Your goal →
Retype the passage about pollen word for word.

Exercise passage →
※ ※ ※
IT'S the bane of hayfever sufferers everywhere.
But pollen is actually pretty amazing.
It’s beautiful, for a start. Seen at ultra-high magnification, pollen grains have weird and highly distinctive shapes.
But there’s much more to it than that. It can be used by crime scene investigators to help solve murders; by scientists to work out how a landscape has changed over thousands of years; and even by palaeontologists studying how the world’s rainforests changed when the dinosaurs went extinct.
Pollen might even offer a new way of delivering medicines – such as vaccinations - into the human body.
Now researchers at the University of York have teamed up with horticulturalists at RHS Harlow Carr to showcase just how amazing these tiny grains are.
A new exhibition - ‘the Wonder of Pollen’ - displayed across eight panels at Harlow Carr makes use of 3-D models and ultra-high-magnification images from scanning electron microscopy to reveal pollen’s microscopic world.
※ ※ ※
Data taken from a collection
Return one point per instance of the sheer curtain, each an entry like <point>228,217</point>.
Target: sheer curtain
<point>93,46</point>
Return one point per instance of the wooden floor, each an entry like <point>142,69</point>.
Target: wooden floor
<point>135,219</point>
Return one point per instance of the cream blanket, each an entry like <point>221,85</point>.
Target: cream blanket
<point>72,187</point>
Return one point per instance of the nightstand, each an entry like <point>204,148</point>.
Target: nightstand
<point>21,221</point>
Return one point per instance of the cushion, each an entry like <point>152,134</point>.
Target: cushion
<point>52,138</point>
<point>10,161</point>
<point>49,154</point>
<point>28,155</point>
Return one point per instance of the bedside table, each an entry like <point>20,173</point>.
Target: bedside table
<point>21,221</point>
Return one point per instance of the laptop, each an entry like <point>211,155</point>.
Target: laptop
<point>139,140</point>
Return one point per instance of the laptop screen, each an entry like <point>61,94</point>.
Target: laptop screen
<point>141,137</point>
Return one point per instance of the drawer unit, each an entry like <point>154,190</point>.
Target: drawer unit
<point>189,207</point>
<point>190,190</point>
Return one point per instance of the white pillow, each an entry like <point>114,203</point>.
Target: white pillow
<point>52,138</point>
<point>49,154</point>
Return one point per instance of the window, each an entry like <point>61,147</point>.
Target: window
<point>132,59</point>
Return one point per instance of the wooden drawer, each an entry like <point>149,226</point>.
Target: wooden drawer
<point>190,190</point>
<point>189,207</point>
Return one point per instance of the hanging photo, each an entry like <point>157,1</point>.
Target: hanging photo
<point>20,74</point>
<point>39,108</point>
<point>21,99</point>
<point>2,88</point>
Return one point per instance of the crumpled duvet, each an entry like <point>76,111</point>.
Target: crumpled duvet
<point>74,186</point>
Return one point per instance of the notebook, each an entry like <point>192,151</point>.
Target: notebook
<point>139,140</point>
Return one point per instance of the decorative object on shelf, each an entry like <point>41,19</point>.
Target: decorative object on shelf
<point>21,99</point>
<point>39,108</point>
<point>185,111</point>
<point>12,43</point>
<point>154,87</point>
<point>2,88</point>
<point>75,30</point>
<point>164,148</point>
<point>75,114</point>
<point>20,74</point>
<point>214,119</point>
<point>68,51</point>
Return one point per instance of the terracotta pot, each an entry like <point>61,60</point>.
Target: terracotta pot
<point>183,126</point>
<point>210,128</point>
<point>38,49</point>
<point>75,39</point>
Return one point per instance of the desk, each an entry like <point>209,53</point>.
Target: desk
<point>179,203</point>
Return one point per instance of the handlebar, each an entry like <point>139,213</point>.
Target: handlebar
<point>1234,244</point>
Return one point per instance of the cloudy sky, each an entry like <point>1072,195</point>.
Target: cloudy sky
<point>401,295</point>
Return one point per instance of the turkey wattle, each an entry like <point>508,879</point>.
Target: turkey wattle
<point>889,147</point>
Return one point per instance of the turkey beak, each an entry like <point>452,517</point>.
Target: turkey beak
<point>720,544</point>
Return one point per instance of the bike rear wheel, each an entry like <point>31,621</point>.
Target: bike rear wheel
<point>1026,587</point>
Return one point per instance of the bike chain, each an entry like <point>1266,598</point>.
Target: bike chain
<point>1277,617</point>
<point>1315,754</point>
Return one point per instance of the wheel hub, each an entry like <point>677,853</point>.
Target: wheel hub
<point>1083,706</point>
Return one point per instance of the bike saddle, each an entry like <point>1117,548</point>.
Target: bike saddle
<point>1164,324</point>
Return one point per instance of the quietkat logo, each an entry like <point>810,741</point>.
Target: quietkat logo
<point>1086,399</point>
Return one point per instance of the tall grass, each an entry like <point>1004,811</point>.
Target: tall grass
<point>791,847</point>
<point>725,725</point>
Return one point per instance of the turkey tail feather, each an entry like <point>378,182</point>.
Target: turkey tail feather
※ ※ ※
Answer to this task →
IT'S the bane of hayfever sufferers everywhere.
But pollen is actually pretty amazing.
It’s beautiful, for a start. Seen at ultra-high magnification, pollen grains have weird and highly distinctive shapes.
But there’s much more to it than that. It can be used by crime scene investigators to help solve murders; by scientists to work out how a landscape has changed over thousands of years; and even by palaeontologists studying how the world’s rainforests changed when the dinosaurs went extinct.
Pollen might even offer a new way of delivering medicines – such as vaccinations - into the human body.
Now researchers at the University of York have teamed up with horticulturalists at RHS Harlow Carr to showcase just how amazing these tiny grains are.
A new exhibition - ‘the Wonder of Pollen’ - displayed across eight panels at Harlow Carr makes use of 3-D models and ultra-high-magnification images from scanning electron microscopy to reveal pollen’s microscopic world.